▶ [Problem]
The listing that follows should be reproduced exactly, line for line.

▶ [Provided data]
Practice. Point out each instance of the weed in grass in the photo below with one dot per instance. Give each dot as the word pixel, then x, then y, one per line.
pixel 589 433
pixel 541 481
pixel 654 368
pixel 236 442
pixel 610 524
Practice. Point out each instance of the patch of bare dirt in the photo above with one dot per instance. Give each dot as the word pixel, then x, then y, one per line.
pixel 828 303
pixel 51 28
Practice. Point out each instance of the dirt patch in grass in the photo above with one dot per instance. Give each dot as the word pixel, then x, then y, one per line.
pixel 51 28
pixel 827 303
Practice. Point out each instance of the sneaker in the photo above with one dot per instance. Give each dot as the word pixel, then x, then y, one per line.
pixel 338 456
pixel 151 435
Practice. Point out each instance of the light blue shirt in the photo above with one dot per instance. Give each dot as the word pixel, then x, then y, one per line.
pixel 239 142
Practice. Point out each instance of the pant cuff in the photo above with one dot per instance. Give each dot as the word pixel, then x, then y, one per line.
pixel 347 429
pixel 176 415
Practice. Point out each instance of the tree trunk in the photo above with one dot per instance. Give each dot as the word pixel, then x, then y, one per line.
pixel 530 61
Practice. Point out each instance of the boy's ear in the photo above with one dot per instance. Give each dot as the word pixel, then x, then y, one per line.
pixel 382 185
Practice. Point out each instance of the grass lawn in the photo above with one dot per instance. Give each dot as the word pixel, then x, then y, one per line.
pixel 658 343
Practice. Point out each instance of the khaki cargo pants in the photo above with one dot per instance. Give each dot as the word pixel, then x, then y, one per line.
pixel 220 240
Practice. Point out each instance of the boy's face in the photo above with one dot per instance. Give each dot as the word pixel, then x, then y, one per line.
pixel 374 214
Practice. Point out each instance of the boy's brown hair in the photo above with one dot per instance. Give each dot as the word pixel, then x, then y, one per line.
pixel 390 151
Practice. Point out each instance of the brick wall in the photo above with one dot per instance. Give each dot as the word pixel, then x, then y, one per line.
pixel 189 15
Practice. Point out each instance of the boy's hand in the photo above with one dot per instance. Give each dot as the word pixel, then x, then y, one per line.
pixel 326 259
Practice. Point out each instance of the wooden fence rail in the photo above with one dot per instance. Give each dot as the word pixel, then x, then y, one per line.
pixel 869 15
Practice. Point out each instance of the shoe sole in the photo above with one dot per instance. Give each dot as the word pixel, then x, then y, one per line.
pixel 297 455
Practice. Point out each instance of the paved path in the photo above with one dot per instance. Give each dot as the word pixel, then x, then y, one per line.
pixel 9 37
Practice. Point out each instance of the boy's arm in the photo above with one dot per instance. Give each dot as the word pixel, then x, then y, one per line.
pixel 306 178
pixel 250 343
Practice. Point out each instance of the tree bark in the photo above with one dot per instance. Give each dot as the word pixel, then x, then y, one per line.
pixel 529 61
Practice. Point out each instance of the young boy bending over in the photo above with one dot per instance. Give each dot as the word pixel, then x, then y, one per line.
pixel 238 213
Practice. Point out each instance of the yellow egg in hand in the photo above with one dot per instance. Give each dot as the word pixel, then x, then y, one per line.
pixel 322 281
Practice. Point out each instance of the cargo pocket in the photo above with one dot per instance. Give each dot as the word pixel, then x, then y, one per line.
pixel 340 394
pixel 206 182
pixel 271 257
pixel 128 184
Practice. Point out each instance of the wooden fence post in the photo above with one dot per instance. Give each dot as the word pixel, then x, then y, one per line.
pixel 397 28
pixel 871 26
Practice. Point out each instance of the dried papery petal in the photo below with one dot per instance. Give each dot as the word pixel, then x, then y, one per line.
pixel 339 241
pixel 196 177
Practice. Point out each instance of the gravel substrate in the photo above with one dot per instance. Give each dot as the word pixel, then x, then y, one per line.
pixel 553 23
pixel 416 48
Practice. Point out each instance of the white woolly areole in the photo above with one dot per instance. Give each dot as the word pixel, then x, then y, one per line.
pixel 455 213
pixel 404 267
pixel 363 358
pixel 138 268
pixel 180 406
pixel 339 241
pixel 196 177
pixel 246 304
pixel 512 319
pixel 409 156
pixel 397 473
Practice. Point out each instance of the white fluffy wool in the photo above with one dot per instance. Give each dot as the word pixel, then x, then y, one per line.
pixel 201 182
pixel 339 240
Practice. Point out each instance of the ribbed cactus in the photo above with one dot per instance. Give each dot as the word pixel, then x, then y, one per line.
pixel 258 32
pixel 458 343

▶ [Reply to the task]
Practice. Point out each instance of the weed in grass in the photo below with one dot per instance. Give each dot as the word pixel, then x, then y, one per line.
pixel 589 433
pixel 541 481
pixel 654 368
pixel 236 442
pixel 610 524
Practice. Point out each instance of the patch of bare dirt in the photo above with one dot per instance. Give each dot as the word pixel, then x, then y, one per line.
pixel 828 303
pixel 51 28
Practice. Point out each instance of the dirt patch in grass in the photo above with one dot per instance. Give each dot as the word pixel, then x, then y, one per line.
pixel 51 28
pixel 827 303
Practice. Point out each instance of the sneaker in the photo above with one dot per instance. Give each dot as the word pixel, then x, then y, one per line.
pixel 338 456
pixel 151 435
Practice. Point out each instance of the light blue shirt in the photo above with one dot per instance. Give each dot as the word pixel, then x, then y, one per line.
pixel 239 142
Practice. Point out each instance of the pant cuff in the photo above with one dot per instance. Give each dot as the word pixel, then x, then y, one per line.
pixel 347 429
pixel 176 415
Practice. Point out each instance of the tree trunk in the photo above with one dot per instance. Give each dot as the word pixel, then x, then y, one per line.
pixel 530 61
Practice. Point out each instance of the boy's ear in the photo above with one dot per instance. Give each dot as the word pixel, then x, then y, one per line.
pixel 382 185
Practice. Point out each instance of the grass lawn in the photo above with one dot per instance. Give each dot as the word pixel, then x, then y, one per line.
pixel 658 343
Practice. Point out each instance of the khaki cargo pants in the photo above with one dot per instance. Give each dot as the word pixel, then x, then y, one per line.
pixel 220 240
Practice. Point out each instance of the boy's face in the photo above with one dot per instance. Give each dot as the word pixel, then x, then y, one per line.
pixel 374 214
Practice. Point out each instance of the boy's brown hair in the photo above with one dot per instance. Give each dot as the word pixel, then x, then y, one per line.
pixel 390 151
Practice. Point out each instance of the brick wall in the photo above with one dot per instance. Give each dot as the word pixel, then x, then y, one per line.
pixel 189 15
Practice. Point out each instance of the boy's hand in the photo above with one dot per instance. Give each dot as the word pixel, then x, then y, one per line.
pixel 326 259
Practice. Point out each instance of the wooden fence rail in the photo above with one dot per instance. Give each dot as the word pixel, then x, then y, one per line.
pixel 869 15
Practice. Point out each instance of the shoe sole in the photo above with one dot per instance. Give each dot as the word pixel, then x, then y, one per line.
pixel 297 455
Practice. Point out each instance of the paved path in the photo above with one dot per instance. Give each dot as the word pixel, then x, then y, one per line.
pixel 9 37
Practice. Point out each instance of the boy's arm in the photo above with one dot per instance. Give each dot as the word pixel, then x, then y, one per line.
pixel 306 178
pixel 250 343
Practice. Point out each instance of the tree bark in the photo above with one dot per instance. Give each dot as the word pixel, then x, then y, one per line.
pixel 529 61
Practice. Point out each instance of the young boy bending over in the photo above with one dot per instance. Give each dot as the word pixel, then x, then y, one per line.
pixel 238 213
Practice. Point out each instance of the yellow egg in hand in the photo above with one dot per instance. Give each dot as the word pixel, then x, then y, one per line.
pixel 322 281
Practice. Point out each instance of the cargo pocket in the photo above with one dot per instance. Give each dot as the word pixel, then x, then y, one per line.
pixel 340 394
pixel 206 182
pixel 271 257
pixel 128 184
Practice. Point out each instance of the wooden fence post in the photo above with one dot per instance. Give each dot as the word pixel, then x, then y, one per line.
pixel 397 28
pixel 871 26
Practice. Point out each instance of the dried papery petal in the photo below with one dot per instance. Give each dot as the word pixel, then x, then y, one per line.
pixel 339 241
pixel 196 177
Practice. Point out each instance of the gravel substrate in the photo above with one dot per instance. Give each dot as the word pixel, then x, then y, one per line.
pixel 553 23
pixel 416 48
Practice. Point out each instance of the white woolly areole in the photo above with one dot per instance. Give each dot as the word pixel, then x, then y, one per line.
pixel 455 213
pixel 404 267
pixel 363 358
pixel 138 268
pixel 180 406
pixel 339 241
pixel 196 177
pixel 246 304
pixel 512 319
pixel 409 156
pixel 397 473
Practice. Point out each instance of the white fluffy wool in the photo above with one dot per instance. Give each dot as the word pixel, then x, then y, one per line.
pixel 201 182
pixel 339 240
Practice. Point out each instance of the ribbed cactus in the photo above with one dot per instance. Give each dot as the word pixel, then x, then y, one per line.
pixel 258 32
pixel 458 343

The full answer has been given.